**STATED TASK:** Lay out the records below as a two-column CSV headed input and output, with one row per record holding its text and its answer. Put each value in a single quoted field with line breaks turned into spaces, and leave the pictures out.
--- begin AVAILABLE RECORDS ---
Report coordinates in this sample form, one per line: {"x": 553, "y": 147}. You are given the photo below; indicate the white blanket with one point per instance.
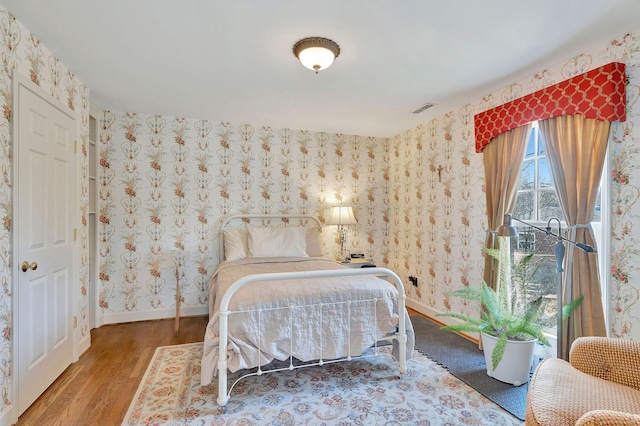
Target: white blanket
{"x": 318, "y": 333}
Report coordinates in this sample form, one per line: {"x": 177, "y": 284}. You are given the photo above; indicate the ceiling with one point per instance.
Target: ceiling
{"x": 232, "y": 60}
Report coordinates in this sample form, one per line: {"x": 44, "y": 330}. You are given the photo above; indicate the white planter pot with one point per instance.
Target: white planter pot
{"x": 516, "y": 361}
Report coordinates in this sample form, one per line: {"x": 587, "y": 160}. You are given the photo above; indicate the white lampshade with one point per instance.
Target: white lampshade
{"x": 316, "y": 53}
{"x": 341, "y": 215}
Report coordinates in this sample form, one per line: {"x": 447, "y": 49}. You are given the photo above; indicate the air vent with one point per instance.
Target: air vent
{"x": 423, "y": 108}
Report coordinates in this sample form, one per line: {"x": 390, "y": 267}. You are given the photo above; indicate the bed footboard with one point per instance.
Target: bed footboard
{"x": 400, "y": 336}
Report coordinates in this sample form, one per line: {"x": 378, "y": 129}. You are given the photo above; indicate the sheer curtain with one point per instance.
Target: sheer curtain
{"x": 503, "y": 159}
{"x": 576, "y": 149}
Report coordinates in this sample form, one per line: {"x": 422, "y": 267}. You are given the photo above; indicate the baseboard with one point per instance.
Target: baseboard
{"x": 8, "y": 416}
{"x": 135, "y": 316}
{"x": 84, "y": 345}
--- end AVAILABLE RECORDS ---
**CORRECT RESPONSE:**
input,output
"Report coordinates in this sample form, one per line: {""x"": 553, ""y"": 147}. You are given the photo below; indicate the white blanket with one point per instance. Target: white blanket","{""x"": 318, ""y"": 333}"
"Report coordinates in this sample form, one per line: {""x"": 177, ""y"": 284}. You are given the photo above; indicate the ceiling with one point per instance. Target: ceiling","{""x"": 232, ""y"": 60}"
"Report coordinates in this sample form, one per line: {""x"": 44, ""y"": 330}. You are given the photo above; indicate the white planter pot with one point per instance. Target: white planter pot","{""x"": 516, ""y"": 361}"
"Report coordinates in this sample form, one per line: {""x"": 587, ""y"": 160}. You are given the photo above; indicate the white lampshade with one point per instance. Target: white lampshade","{""x"": 316, ""y"": 53} {""x"": 341, ""y"": 215}"
"Report coordinates in this sample form, one per line: {""x"": 447, ""y"": 49}. You are given the photo above; indicate the air vent with one point per instance. Target: air vent","{""x"": 423, ""y"": 108}"
"Report coordinates in this sample form, one per line: {""x"": 390, ""y"": 267}. You are given the photo above; indicate the bed footboard with one point per instance. Target: bed footboard","{""x"": 400, ""y"": 336}"
"Report coordinates in this sample form, one per line: {""x"": 378, ""y"": 129}. You are given the photo above; indicate the sheer curtain with one point per instance. Target: sheer curtain","{""x"": 503, ""y"": 159} {""x"": 576, ""y"": 149}"
"Report coordinates in this sample form, one per line: {""x"": 422, ""y"": 267}. You are given the photo above; indicate the baseboard with one point per instance. Target: baseboard","{""x"": 8, ""y"": 416} {""x"": 135, ""y"": 316} {""x"": 84, ""y"": 345}"